▶ **What is needed**: Which lines of the records contain "ceiling"? Collect every one of them.

▬▬▬▬▬▬

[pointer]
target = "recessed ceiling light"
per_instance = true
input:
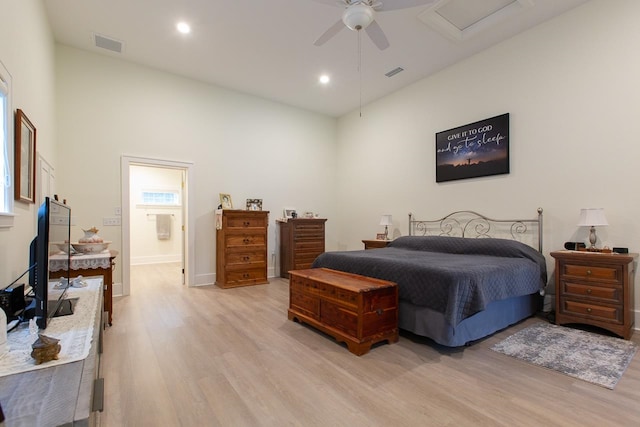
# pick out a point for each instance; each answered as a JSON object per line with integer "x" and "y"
{"x": 183, "y": 27}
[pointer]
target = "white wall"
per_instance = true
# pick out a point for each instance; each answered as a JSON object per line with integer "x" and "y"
{"x": 27, "y": 51}
{"x": 571, "y": 88}
{"x": 239, "y": 144}
{"x": 145, "y": 247}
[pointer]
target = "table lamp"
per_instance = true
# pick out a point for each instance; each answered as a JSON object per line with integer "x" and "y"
{"x": 386, "y": 221}
{"x": 592, "y": 217}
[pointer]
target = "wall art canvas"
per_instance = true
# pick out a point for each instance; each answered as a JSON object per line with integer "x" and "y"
{"x": 473, "y": 150}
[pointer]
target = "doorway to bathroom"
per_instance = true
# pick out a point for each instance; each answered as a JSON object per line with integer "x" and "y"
{"x": 156, "y": 213}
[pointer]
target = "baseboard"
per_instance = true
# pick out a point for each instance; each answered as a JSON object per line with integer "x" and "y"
{"x": 156, "y": 259}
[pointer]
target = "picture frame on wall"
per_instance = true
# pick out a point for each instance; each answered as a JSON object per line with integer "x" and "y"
{"x": 25, "y": 153}
{"x": 225, "y": 201}
{"x": 473, "y": 150}
{"x": 254, "y": 204}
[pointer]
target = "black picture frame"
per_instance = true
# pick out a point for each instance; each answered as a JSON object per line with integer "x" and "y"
{"x": 474, "y": 150}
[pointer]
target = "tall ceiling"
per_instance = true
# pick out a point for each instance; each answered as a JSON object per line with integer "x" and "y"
{"x": 266, "y": 47}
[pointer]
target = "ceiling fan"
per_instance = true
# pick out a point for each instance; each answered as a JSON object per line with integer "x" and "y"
{"x": 360, "y": 14}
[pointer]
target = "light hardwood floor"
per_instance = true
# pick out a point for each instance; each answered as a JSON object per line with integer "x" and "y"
{"x": 205, "y": 356}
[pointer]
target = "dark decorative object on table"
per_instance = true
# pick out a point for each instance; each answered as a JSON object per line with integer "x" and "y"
{"x": 45, "y": 349}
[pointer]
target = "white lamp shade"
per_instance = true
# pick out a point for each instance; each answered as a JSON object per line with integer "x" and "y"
{"x": 385, "y": 220}
{"x": 591, "y": 217}
{"x": 358, "y": 16}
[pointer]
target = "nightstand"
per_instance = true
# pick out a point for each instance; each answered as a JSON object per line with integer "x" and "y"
{"x": 595, "y": 289}
{"x": 375, "y": 244}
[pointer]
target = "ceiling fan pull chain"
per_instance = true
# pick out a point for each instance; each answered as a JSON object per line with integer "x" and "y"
{"x": 360, "y": 66}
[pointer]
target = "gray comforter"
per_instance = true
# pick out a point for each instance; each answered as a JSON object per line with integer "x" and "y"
{"x": 454, "y": 276}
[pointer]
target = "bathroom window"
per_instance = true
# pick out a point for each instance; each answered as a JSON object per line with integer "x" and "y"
{"x": 160, "y": 198}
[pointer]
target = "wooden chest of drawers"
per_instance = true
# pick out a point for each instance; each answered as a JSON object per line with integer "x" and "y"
{"x": 357, "y": 310}
{"x": 241, "y": 248}
{"x": 301, "y": 241}
{"x": 595, "y": 289}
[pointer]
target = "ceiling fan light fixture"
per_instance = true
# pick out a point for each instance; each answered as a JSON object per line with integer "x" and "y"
{"x": 358, "y": 16}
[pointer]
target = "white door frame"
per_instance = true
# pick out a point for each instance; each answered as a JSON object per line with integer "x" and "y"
{"x": 188, "y": 217}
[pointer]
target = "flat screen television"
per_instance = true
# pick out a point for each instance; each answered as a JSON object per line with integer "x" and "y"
{"x": 53, "y": 238}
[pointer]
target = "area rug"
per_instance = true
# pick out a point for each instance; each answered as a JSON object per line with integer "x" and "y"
{"x": 598, "y": 359}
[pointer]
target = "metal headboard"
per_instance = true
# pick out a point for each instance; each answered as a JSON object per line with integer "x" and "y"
{"x": 470, "y": 224}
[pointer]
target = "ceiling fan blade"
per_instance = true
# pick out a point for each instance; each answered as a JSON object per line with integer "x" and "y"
{"x": 377, "y": 36}
{"x": 385, "y": 4}
{"x": 401, "y": 4}
{"x": 332, "y": 31}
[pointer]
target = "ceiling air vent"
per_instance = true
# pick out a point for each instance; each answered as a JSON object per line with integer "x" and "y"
{"x": 394, "y": 72}
{"x": 107, "y": 43}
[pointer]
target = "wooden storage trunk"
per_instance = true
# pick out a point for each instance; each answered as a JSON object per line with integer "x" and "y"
{"x": 357, "y": 310}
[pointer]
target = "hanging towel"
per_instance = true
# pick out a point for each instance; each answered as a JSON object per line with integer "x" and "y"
{"x": 163, "y": 226}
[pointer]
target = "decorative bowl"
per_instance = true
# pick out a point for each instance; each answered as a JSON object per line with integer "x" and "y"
{"x": 90, "y": 248}
{"x": 62, "y": 246}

▬▬▬▬▬▬

▶ **Task result**:
target = "recessed ceiling light"
target = "tall ceiling"
target = "ceiling fan"
target = "ceiling fan pull chain"
target = "ceiling fan light fixture"
target = "ceiling fan blade"
target = "ceiling air vent"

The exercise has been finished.